◆ **Work instructions**
Convert each line of the records below into a Markdown table with the columns Row and Text. Number the rows and omit blank lines.

## begin Supplied information

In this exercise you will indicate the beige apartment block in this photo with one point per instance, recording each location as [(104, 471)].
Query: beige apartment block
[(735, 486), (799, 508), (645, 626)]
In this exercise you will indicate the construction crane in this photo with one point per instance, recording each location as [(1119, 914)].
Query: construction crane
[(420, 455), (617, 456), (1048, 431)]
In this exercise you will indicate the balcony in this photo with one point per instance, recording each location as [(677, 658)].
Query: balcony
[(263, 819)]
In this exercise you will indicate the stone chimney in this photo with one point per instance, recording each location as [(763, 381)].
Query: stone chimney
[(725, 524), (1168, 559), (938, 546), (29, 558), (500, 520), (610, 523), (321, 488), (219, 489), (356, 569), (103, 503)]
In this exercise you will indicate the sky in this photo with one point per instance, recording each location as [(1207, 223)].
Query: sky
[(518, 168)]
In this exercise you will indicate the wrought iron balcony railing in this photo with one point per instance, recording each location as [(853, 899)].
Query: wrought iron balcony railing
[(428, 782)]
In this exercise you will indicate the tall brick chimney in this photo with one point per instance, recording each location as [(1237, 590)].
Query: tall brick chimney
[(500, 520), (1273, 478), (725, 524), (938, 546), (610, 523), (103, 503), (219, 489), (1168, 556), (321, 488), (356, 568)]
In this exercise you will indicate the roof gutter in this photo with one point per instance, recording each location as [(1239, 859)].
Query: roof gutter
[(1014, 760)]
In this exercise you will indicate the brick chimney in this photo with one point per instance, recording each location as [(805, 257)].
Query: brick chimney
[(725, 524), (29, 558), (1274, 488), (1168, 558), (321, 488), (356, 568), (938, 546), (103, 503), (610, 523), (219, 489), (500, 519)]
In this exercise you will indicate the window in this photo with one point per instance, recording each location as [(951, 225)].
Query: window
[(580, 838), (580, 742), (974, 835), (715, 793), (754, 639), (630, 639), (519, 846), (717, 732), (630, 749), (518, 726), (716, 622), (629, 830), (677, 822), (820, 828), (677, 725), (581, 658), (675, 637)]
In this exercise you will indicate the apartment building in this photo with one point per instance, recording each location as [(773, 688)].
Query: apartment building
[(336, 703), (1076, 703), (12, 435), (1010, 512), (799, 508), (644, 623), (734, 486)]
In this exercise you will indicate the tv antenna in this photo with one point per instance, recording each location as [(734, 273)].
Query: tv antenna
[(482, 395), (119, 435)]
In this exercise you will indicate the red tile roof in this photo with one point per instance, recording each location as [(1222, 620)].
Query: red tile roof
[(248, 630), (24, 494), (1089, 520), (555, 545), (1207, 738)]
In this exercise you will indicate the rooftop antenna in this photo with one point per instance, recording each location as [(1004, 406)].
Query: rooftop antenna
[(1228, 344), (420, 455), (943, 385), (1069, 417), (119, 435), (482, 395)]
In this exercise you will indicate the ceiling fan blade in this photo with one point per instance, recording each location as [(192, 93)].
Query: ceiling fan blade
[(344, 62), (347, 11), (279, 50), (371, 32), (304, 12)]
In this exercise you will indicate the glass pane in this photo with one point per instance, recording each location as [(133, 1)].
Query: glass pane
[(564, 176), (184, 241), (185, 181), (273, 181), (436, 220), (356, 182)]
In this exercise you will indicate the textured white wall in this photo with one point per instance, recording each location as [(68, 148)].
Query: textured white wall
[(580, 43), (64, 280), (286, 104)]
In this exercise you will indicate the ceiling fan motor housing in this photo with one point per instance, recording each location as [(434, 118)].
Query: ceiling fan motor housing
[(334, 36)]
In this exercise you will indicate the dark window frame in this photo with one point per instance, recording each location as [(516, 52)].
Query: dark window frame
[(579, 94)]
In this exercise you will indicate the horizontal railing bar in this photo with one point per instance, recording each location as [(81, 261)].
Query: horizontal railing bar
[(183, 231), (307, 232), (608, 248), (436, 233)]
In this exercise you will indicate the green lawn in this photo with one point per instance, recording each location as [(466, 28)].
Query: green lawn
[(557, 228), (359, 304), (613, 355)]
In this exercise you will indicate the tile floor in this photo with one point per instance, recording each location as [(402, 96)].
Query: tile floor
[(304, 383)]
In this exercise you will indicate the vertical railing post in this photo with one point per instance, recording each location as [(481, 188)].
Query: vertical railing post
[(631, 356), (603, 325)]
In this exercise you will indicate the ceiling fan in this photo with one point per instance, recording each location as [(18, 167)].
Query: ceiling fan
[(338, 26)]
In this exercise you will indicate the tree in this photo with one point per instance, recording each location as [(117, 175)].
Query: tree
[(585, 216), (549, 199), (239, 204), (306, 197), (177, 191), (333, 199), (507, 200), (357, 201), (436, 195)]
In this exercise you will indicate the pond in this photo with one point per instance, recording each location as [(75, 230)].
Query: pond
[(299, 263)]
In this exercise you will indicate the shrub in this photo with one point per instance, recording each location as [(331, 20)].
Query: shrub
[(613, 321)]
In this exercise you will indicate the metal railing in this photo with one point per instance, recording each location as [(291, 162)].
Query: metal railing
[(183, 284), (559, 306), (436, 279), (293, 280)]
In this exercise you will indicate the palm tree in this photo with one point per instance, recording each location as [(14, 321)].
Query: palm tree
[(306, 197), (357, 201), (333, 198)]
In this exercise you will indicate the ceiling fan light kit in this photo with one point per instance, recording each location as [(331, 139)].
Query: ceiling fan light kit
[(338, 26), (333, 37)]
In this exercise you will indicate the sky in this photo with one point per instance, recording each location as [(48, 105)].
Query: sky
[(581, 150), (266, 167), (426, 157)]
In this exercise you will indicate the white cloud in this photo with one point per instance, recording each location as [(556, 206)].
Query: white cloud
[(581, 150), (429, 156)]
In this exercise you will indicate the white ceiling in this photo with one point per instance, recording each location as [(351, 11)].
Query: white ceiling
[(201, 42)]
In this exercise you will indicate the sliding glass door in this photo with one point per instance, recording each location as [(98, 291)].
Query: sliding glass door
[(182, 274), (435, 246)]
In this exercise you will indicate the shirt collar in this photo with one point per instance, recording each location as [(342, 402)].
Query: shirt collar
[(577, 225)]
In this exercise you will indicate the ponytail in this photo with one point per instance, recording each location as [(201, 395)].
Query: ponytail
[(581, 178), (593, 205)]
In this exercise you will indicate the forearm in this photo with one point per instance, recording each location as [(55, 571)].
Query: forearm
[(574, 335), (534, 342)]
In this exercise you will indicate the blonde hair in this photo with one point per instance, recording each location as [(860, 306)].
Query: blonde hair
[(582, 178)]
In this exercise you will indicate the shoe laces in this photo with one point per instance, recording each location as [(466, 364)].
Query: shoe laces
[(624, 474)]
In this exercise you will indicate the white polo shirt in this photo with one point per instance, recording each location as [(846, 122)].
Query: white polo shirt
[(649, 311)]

## end Supplied information

◆ **Full answer**
| Row | Text |
|---|---|
| 1 | In this exercise you will indicate the beige apartment block in this photo with one point per instance, recording each location as [(104, 471)]. |
| 2 | Query: beige apartment block |
| 3 | [(735, 486), (799, 508), (645, 626)] |
| 4 | In this exercise you will indicate the construction crane in this photo with one point per instance, recording each location as [(1119, 914)]. |
| 5 | Query: construction crane |
| 6 | [(420, 455), (617, 456), (1048, 431)] |
| 7 | In this exercise you will indicate the balcony in this photo with one point per instance, recording each location as [(677, 658)]. |
| 8 | Query: balcony |
| 9 | [(263, 819)] |
| 10 | In this exercise you will indicate the stone chimney in this photo with one point per instance, recording each location as [(763, 381)]. |
| 11 | Query: stone chimney |
| 12 | [(725, 524), (1168, 559), (938, 546), (29, 558), (500, 520), (610, 523), (321, 488), (219, 489), (356, 569), (103, 503)] |
| 13 | In this exercise you will indicate the sky in this photo with one point per instance, recording each location as [(1207, 223)]. |
| 14 | Query: sky |
| 15 | [(518, 168)] |
| 16 | In this exercise you will indicate the wrought iron balcony railing in this photo with one point per instance, recording each location as [(853, 899)]. |
| 17 | Query: wrought iron balcony railing |
| 18 | [(428, 782)] |
| 19 | In this exercise you will indicate the tall brick chimney in this photo with one point per instance, recording each location as [(1237, 590)]. |
| 20 | Query: tall brick chimney |
| 21 | [(500, 520), (1273, 478), (725, 524), (938, 546), (610, 523), (103, 503), (219, 489), (1168, 556), (321, 488), (356, 568)] |
| 22 | In this exercise you will indicate the roof gutter in this photo with one point per instance, recording each location as [(1239, 859)]. |
| 23 | Query: roof gutter |
| 24 | [(1014, 760)] |
| 25 | In this exercise you will indicate the brick chimney in this photo with one point per instance, recording each location as [(805, 257)]. |
| 26 | Query: brick chimney |
| 27 | [(725, 524), (29, 558), (1274, 488), (1168, 558), (321, 488), (356, 568), (938, 546), (103, 503), (610, 523), (219, 489), (500, 519)] |
| 28 | In this exercise you will indicate the window in this photo with one point per instance, recording each location as [(951, 225)]. |
| 29 | Query: window |
| 30 | [(580, 838), (580, 742), (974, 835), (715, 793), (754, 639), (630, 639), (519, 846), (717, 732), (630, 749), (518, 726), (716, 622), (629, 830), (677, 822), (820, 828), (677, 725), (581, 658), (675, 637)] |
| 31 | In this exercise you will indicate the apartment building in this photo with one point per instance, recording each location as [(773, 688)]. |
| 32 | Query: apartment building |
| 33 | [(336, 703), (1076, 703), (12, 435), (1010, 512), (799, 508), (644, 623), (734, 486)] |
| 34 | In this exercise you will indicate the tv antenna in this photo with one point per instance, recording each location as [(734, 273)]. |
| 35 | Query: tv antenna |
| 36 | [(482, 395), (119, 435)] |
| 37 | In this exercise you will indicate the red tile roof in this photo with one point per instance, recording each location as [(1222, 620)]. |
| 38 | Query: red tile roof |
| 39 | [(248, 630), (24, 494), (1089, 520), (555, 545), (1207, 738)] |
| 40 | In this exercise you will indicate the rooftop antenna in this photo with one point per instance, recording each location as [(1004, 406)]. |
| 41 | Query: rooftop antenna |
| 42 | [(1228, 344), (420, 455), (943, 385), (1069, 417), (119, 435), (482, 395)] |
| 43 | In this exercise you will indicate the ceiling fan blade in this photo with one point per instance, recording each location as [(192, 93)]. |
| 44 | Query: ceiling fan blade |
| 45 | [(344, 62), (347, 11), (279, 50), (371, 32), (304, 12)] |
| 46 | In this exercise you will indicate the glass pane in this photo with one point per instance, recording each location as [(133, 1)]. |
| 47 | Query: glass pane |
| 48 | [(564, 176), (184, 241), (185, 181), (273, 181), (436, 220), (356, 182)] |
| 49 | In this exercise you will indicate the textured white wall in this photo with one point per instance, recording each location as [(68, 148)]. |
| 50 | Query: textured white wall |
| 51 | [(580, 43), (64, 280), (286, 104)] |
| 52 | In this exercise you will indicate the ceiling fan motor housing in this photo with one point per instance, recording each location as [(434, 118)]. |
| 53 | Query: ceiling fan motor housing |
| 54 | [(334, 36)] |
| 55 | In this exercise you will indicate the dark window frame in this photo with one point per instance, recording each location as [(516, 52)]. |
| 56 | Query: dark window frame |
| 57 | [(579, 94)] |
| 58 | In this exercise you will indicate the horizontal railing bar in this photo with one point per instance, recording each location as [(81, 261)]. |
| 59 | Query: horizontal railing bar |
| 60 | [(183, 231), (307, 232), (608, 248), (436, 233)] |
| 61 | In this exercise you will indicate the green lawn in this photo with one point per instance, recording each location as [(466, 28)]. |
| 62 | Query: green lawn |
| 63 | [(557, 228), (359, 304), (613, 355)] |
| 64 | In this exercise you will indicate the tile floor in this photo with one point per instance, recording each location as [(402, 96)]. |
| 65 | Query: tile floor |
| 66 | [(304, 383)] |
| 67 | In this exercise you will indicate the vertical railing post in this photo with one point per instance, recording each location as [(481, 188)]. |
| 68 | Query: vertical railing post |
| 69 | [(631, 356), (603, 325)] |
| 70 | In this exercise you will indicate the ceiling fan in this photo with one point per instance, recording each location as [(18, 167)]. |
| 71 | Query: ceiling fan |
| 72 | [(338, 26)] |
| 73 | In this exercise you will indicate the tree in this photo with one point per instance, recording each location as [(117, 175)]. |
| 74 | Query: tree |
| 75 | [(585, 216), (549, 199), (239, 204), (306, 197), (177, 191), (333, 199), (507, 200), (357, 201), (436, 195)] |
| 76 | In this exercise you will indicate the pond in this photo with one point per instance, recording each location as [(75, 230)]. |
| 77 | Query: pond |
| 78 | [(299, 263)] |
| 79 | In this exercise you will indicate the shrub in this photo with one point per instance, recording each location as [(331, 20)]. |
| 80 | Query: shrub |
| 81 | [(613, 321)] |
| 82 | In this exercise you will indicate the metal railing in this photo with one point per instance, recording each location as [(291, 162)]. |
| 83 | Query: metal railing |
| 84 | [(183, 284), (559, 306), (436, 279), (293, 280)] |
| 85 | In this exercise you will indicate the palm tree in this photo with one point per instance, recording each location as [(14, 321)]. |
| 86 | Query: palm tree |
| 87 | [(306, 197), (357, 201), (333, 198)] |
| 88 | In this exercise you will indicate the ceiling fan light kit in this photo with one point per instance, recording each location as [(331, 139)]. |
| 89 | Query: ceiling fan light kit |
| 90 | [(338, 26), (333, 37)] |
| 91 | In this exercise you will indicate the sky in this photo with one point per instance, recording each location as [(48, 105)]. |
| 92 | Query: sky |
| 93 | [(581, 150), (266, 167), (426, 157)] |
| 94 | In this exercise you will indicate the white cloud in this photo with one point per instance, recording each location as [(556, 206)]. |
| 95 | Query: white cloud |
| 96 | [(581, 150), (429, 156)] |
| 97 | In this exercise you will indicate the white ceiling in this photo with one point per instance, recording each location as [(351, 11)]. |
| 98 | Query: white ceiling |
| 99 | [(201, 42)] |
| 100 | In this exercise you will indicate the sliding glass door in this photo with one point per instance, recording each location as [(98, 291)]. |
| 101 | Query: sliding glass door |
| 102 | [(182, 274), (435, 246)] |
| 103 | In this exercise you will indicate the shirt collar in this photo with one point per instance, recording each location as [(342, 402)]. |
| 104 | Query: shirt collar |
| 105 | [(577, 225)] |
| 106 | In this exercise you will indicate the ponytail in this photo with one point per instance, recording each location as [(201, 395)]. |
| 107 | Query: ponytail |
| 108 | [(581, 178), (593, 205)] |
| 109 | In this exercise you will indicate the forearm in this photo with one point per instance, recording each location as [(55, 571)]. |
| 110 | Query: forearm |
| 111 | [(574, 335), (534, 342)] |
| 112 | In this exercise you will indicate the blonde hair in this photo with one point per instance, recording each location as [(860, 306)]. |
| 113 | Query: blonde hair |
| 114 | [(582, 178)] |
| 115 | In this exercise you will indicate the shoe laces in this photo with one point per instance, recording each location as [(466, 364)]. |
| 116 | Query: shoe laces |
| 117 | [(624, 474)] |
| 118 | In this exercise you will indicate the white polo shirt in this photo with one point per instance, recording each location as [(846, 122)]. |
| 119 | Query: white polo shirt |
| 120 | [(649, 311)] |